§ TEXTE SOURCE:

▼

Refusons de vivre dans la peur
Marie-France Zimmer, membre de la Délégation nationale élargie ATD Quart Monde France
J’aimerais vous parler du courage qu’il faut à certains pour faire face à la violence qu’on leur fait.
Il y a quelques jours, une famille est arrivée à l’entrée d’un supermarché, la maman avec un petit dans une poussette, le papa tenant un berger allemand en laisse. La maman est entrée faire ses courses pendant que le papa restait sur le parking. Tout à coup, deux vigiles du magasin ont violemment expulsé la maman du magasin en lui disant que des gens comme elle n’étaient pas les bienvenus. Il s’agissait d’une famille du voyage. La maman a protesté. Elle avait de l’argent pour payer ses courses. Rien n’y a fait. Les vigiles ont demandé au couple de ne pas rester sur le parking qui appartenait au magasin. Le mari a protesté aussi, mais ils ont quitté le parking. Le petit pleurait et la maman s’est arrêtée sur le trottoir pour le calmer. Les vigiles qui les avaient suivis hors du parking ont bousculé la maman sur le trottoir en disant que même là, ils dérangeaient la clientèle. Le papa s’est interposé et s’est fait frapper.

▲

§ DONNÉES FOURNIES:
▼

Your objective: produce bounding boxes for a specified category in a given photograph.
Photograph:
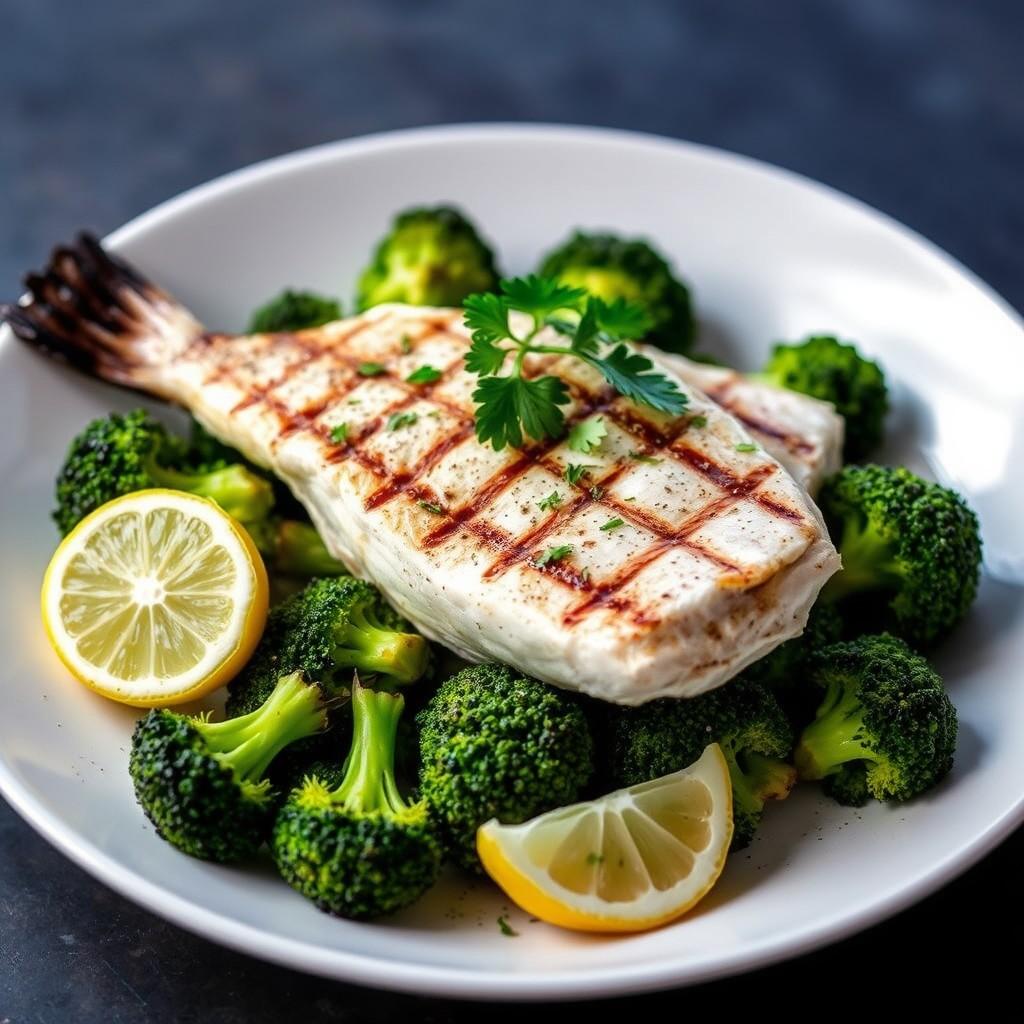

▲

§ SÉRIE D'EXERCICES:
(a) Répondez à ces questions sur le récit de la famille chassée du supermarché :
(i) Quel animal le papa tenait-il en laisse ?
(ii) Pourquoi la maman s'est-elle arrêtée sur le trottoir ?
(iii) Que s'est-il passé quand le papa s'est interposé ?
(b) Écrivez la suite du récit de la famille chassée du supermarché, en reprenant juste après sa dernière phrase.

§ RÉPONSES DANS L'ORDRE:
(a)
(i) Un berger allemand.
(ii) Pour calmer le petit, qui pleurait.
(iii) Il s'est fait frapper.

(b)
Les passants étaient atterrés, mais aucun n’est intervenu sauf moi. Je n’ai cependant pas pu faire grand chose, à part soutenir la maman pour l’aider à calmer le petit et le papa.
Dignement, la tête haute, ils sont partis. Moi, je me suis jurée de ne plus faire mes courses dans ce magasin.
Il a fallu beaucoup de courage à ce papa pour ne pas répliquer. Ce n’est pas de la lâcheté. Il m’a dit : « Je ne pouvais pas devant le petit. Je ne veux pas qu’il me croie violent. J’ai connu cela et je ne veux pas qu’il vive comme moi dans la peur. »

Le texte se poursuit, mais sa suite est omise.